(DATASET ENTRIES Opens)
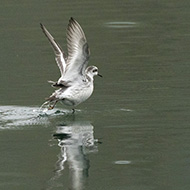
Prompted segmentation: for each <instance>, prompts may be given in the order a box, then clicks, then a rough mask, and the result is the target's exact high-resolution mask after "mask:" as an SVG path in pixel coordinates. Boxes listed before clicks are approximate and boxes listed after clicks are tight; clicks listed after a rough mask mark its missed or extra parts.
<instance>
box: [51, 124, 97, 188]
mask: <svg viewBox="0 0 190 190" xmlns="http://www.w3.org/2000/svg"><path fill="white" fill-rule="evenodd" d="M53 137H54V138H55V139H57V140H58V146H59V147H60V153H59V155H58V160H57V162H56V164H55V173H54V174H55V175H54V176H53V177H52V178H51V179H50V181H49V182H51V183H50V184H49V185H50V186H49V188H48V189H53V188H55V186H56V187H57V186H59V187H60V186H61V185H60V183H59V185H58V183H56V182H57V181H58V179H59V178H60V176H62V175H63V171H64V169H65V165H66V163H67V165H68V167H69V183H70V184H69V189H71V190H82V189H83V188H84V186H85V181H86V179H87V177H88V170H89V167H90V161H89V158H88V154H89V153H91V152H97V151H98V148H97V143H96V142H97V140H95V139H94V134H93V126H92V125H91V124H90V123H89V122H76V121H75V122H69V123H65V124H64V125H61V126H58V127H57V128H56V132H55V134H54V135H53ZM64 189H65V187H64Z"/></svg>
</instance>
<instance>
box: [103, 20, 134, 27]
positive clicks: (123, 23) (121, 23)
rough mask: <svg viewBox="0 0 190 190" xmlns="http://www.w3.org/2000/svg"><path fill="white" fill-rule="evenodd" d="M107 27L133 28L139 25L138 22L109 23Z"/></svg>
mask: <svg viewBox="0 0 190 190" xmlns="http://www.w3.org/2000/svg"><path fill="white" fill-rule="evenodd" d="M105 25H106V27H109V28H132V27H135V26H136V25H137V23H136V22H127V21H126V22H107V23H105Z"/></svg>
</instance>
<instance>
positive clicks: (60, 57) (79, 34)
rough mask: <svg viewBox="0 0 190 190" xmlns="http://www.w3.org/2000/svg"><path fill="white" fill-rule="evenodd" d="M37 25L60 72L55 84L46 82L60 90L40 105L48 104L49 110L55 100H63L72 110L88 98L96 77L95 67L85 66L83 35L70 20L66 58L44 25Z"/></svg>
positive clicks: (84, 53)
mask: <svg viewBox="0 0 190 190" xmlns="http://www.w3.org/2000/svg"><path fill="white" fill-rule="evenodd" d="M40 25H41V28H42V31H43V32H44V34H45V35H46V37H47V38H48V40H49V41H50V43H51V45H52V48H53V50H54V53H55V60H56V62H57V65H58V67H59V69H60V73H61V77H60V78H59V80H58V81H57V82H53V81H49V82H50V83H52V86H53V87H59V89H58V90H55V92H54V93H53V94H52V95H51V96H50V97H49V98H47V100H46V102H45V103H44V104H43V105H42V106H44V105H48V109H53V108H54V107H55V105H56V103H57V102H58V101H62V102H63V103H64V104H65V105H68V106H73V107H75V106H77V105H79V104H80V103H82V102H84V101H85V100H87V99H88V98H89V97H90V96H91V94H92V92H93V89H94V87H93V86H94V85H93V79H94V76H95V75H99V74H98V68H97V67H96V66H88V67H87V65H88V60H89V57H90V50H89V46H88V43H87V40H86V37H85V34H84V32H83V30H82V28H81V26H80V25H79V23H78V22H77V21H76V20H75V19H73V18H72V17H71V18H70V20H69V24H68V28H67V50H68V56H67V55H66V54H65V53H64V51H63V50H62V48H61V46H60V45H59V44H58V43H57V42H56V41H55V39H54V38H53V36H52V35H51V34H50V33H49V32H48V30H47V29H46V28H45V26H44V25H43V24H40ZM99 76H101V75H99Z"/></svg>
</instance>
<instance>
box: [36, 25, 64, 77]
mask: <svg viewBox="0 0 190 190" xmlns="http://www.w3.org/2000/svg"><path fill="white" fill-rule="evenodd" d="M40 26H41V28H42V31H43V33H44V34H45V35H46V37H47V38H48V40H49V41H50V43H51V45H52V48H53V50H54V53H55V60H56V62H57V65H58V67H59V69H60V72H61V76H63V75H64V73H65V70H66V55H65V54H64V52H63V50H62V48H61V46H60V45H59V44H58V43H57V42H56V41H55V39H54V38H53V36H52V35H51V34H50V33H49V32H48V30H47V29H46V27H45V26H44V25H43V24H41V23H40Z"/></svg>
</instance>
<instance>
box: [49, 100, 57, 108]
(DATASET ENTRIES Closes)
--- WORK TO BE COMPLETED ---
Extract every line of the rows above that contains the string "positive", matching case exactly.

--- SOLUTION TO THE EXERCISE ---
positive clicks: (123, 23) (121, 23)
positive clicks: (60, 57) (79, 34)
positive clicks: (84, 53)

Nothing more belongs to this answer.